* [TEXT EXCERPT]:
-=-=-
Remarks: * some steps are removed because they have no transformer yet
job configuration¶
[12]:
job_config = JobConfig()
job_config.guess_cv(auto_ml_config = auto_ml_config, n_splits = 10)
job_config.guess_scoring(auto_ml_config = auto_ml_config)
job_config.score_base_line = None
[13]:
job_config.scoring
[13]:
['accuracy', 'log_loss_patched', 'avg_roc_auc', 'f1_macro']
[14]:
job_config.cv
[14]:
StratifiedKFold(n_splits=10, random_state=123, shuffle=True)
[15]:
job_config.main_scorer
[15]:
'accuracy'
[16]:
job_config.score_base_line
The baseline can be setted if we know what a good performance is. It will be used to specify the threshold bellow which we stop crossvalidation in the first fold
This object has the specific configuration for the job to do : * how to cross validate * what scoring/benchmark to use
Data Persister¶
To synchronize processes and to save values, we need an object to take of that.
This object is a DataPersister, which save everything on disk (Other persister using database might be created)
[ ]:
base_folder = # INSERT PATH HERE
data_persister = FolderDataPersister(base_folder = base_folder)
controller¶
[ ]:
result_reader = AutoMlResultReader(data_persister)
auto_ml_guider = AutoMlModelGuider(result_reader = result_reader,
job_config = job_config,
metric_transformation="default",
avg_metric=True
)
job_controller = MlJobManager(auto_ml_config = auto_ml_config,
job_config = job_config,
auto_ml_guider = auto_ml_guider,
data_persister = data_persister)
the search will be driven by a controller process. This process won’t actually train models but it will decide what models should be tried.
Here three object are actually created : * result reader : its job is to read the result of the auto-ml process and aggregate them
- auto_ml_guider : its job is to help the controller guide the seach (using a bayesian technic)
- job_controller : the controller
All those objects need the ‘data_persister’ object to write/read data
Now the controller can be started using:
job_controller.run() You need to launch in a subprocess
Worker(s)¶
The last things needed is to create worker(s) that will do the actual cross validation. Those worker will : * listen to the controller * does the cross validation of the models they are told * save result
[ ]:
job_runner = MlJobRunner(dfX = dfX ,
y = y,
groups = None,
auto_ml_config = auto_ml_config,
job_config = job_config,
data_persister = data_persister)
-=-=-
* [DATASET EXCERPTS]:
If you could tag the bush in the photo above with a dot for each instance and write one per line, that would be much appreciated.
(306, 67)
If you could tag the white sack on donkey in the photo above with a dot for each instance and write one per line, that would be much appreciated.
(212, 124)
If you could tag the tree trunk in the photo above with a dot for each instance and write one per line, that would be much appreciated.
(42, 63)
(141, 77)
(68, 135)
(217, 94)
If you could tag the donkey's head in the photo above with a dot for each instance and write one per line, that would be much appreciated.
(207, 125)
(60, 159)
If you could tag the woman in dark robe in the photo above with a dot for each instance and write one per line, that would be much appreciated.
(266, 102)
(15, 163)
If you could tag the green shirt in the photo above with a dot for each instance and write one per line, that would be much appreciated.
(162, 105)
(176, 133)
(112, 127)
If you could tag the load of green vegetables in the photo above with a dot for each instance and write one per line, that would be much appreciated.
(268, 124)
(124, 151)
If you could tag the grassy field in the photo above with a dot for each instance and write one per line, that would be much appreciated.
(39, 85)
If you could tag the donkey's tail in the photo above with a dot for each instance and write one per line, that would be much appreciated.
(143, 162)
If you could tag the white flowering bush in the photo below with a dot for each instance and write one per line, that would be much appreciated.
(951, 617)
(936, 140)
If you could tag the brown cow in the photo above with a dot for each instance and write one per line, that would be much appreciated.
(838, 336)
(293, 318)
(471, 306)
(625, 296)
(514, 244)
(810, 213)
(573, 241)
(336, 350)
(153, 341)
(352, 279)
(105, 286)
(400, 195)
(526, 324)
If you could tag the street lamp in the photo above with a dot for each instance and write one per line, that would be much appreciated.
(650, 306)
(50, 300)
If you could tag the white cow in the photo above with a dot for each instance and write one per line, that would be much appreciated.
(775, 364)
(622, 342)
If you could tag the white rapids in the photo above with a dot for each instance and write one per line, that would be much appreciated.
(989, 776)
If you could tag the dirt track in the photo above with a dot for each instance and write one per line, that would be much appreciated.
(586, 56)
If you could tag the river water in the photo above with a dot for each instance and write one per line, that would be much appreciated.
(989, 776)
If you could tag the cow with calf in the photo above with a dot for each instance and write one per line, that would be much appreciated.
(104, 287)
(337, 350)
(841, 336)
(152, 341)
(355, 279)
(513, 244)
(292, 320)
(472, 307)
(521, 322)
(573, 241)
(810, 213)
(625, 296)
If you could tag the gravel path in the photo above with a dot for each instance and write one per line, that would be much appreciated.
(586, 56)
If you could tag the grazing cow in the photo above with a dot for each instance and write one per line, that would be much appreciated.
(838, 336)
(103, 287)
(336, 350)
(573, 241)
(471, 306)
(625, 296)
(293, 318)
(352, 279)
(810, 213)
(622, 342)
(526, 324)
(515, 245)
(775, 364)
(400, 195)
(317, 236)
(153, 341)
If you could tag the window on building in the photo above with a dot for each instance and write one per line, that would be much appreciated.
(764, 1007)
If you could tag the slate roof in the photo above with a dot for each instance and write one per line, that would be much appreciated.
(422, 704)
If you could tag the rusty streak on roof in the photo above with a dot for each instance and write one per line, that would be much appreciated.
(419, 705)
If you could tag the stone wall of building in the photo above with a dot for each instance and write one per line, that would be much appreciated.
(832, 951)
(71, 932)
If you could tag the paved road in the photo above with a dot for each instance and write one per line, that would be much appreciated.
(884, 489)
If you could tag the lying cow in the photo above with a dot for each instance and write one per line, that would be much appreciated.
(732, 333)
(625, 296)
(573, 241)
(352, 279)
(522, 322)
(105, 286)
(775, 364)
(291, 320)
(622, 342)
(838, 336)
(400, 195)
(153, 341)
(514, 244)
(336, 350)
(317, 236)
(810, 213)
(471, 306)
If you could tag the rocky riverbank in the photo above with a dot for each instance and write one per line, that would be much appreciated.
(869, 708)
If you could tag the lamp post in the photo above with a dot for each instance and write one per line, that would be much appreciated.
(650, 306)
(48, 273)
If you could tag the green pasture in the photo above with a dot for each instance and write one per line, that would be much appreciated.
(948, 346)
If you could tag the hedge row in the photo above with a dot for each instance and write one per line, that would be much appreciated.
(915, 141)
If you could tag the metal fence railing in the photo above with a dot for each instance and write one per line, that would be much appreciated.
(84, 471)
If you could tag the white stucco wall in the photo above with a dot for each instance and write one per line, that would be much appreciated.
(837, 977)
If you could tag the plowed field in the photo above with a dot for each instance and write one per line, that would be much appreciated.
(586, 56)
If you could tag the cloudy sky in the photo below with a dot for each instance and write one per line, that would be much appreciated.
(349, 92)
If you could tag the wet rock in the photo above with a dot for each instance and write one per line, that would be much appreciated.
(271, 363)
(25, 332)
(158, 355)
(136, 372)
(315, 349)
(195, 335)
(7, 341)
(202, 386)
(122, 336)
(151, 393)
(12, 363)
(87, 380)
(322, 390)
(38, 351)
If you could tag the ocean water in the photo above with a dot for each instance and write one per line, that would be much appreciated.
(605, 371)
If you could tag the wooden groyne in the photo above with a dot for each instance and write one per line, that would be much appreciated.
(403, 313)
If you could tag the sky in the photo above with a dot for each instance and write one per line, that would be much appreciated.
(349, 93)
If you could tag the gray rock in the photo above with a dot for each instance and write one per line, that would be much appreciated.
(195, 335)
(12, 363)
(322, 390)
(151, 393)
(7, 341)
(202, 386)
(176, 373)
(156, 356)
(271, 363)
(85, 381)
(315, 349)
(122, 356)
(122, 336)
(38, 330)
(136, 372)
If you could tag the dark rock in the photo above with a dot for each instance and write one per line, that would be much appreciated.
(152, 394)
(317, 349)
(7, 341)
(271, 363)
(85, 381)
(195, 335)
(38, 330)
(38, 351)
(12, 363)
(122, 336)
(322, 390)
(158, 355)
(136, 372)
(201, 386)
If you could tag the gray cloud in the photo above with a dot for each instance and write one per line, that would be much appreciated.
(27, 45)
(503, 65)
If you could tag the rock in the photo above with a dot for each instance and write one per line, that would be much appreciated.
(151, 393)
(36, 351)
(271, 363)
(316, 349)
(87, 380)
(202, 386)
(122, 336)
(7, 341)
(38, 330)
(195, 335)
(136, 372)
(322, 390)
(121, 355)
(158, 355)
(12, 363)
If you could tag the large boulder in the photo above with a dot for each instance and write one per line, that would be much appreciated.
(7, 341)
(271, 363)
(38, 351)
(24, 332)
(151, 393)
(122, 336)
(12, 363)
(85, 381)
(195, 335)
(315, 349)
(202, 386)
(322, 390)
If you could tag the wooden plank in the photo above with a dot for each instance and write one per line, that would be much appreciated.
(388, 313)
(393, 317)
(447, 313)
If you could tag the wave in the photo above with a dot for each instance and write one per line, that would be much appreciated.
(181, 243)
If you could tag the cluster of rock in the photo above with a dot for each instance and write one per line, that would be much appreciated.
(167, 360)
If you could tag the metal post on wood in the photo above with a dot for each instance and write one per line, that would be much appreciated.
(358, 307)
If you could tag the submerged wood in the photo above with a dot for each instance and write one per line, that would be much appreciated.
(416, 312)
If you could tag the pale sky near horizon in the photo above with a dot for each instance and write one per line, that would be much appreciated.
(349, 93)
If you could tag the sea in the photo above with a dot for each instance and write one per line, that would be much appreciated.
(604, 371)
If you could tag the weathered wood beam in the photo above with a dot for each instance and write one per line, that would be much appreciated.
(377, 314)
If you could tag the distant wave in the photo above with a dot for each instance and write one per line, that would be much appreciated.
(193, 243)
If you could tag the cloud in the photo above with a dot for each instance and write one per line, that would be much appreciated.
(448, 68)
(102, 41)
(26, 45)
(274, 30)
-=-=-
* [STATED GOAL]: In the auto-ML tutorial excerpt, what kind of cross-validation object does job_config.cv hold after the guess_cv call? The records play no part in what follows.

* [OUTPUT OF THE EXERCISE]: A StratifiedKFold with n_splits=10, random_state=123 and shuffle=True.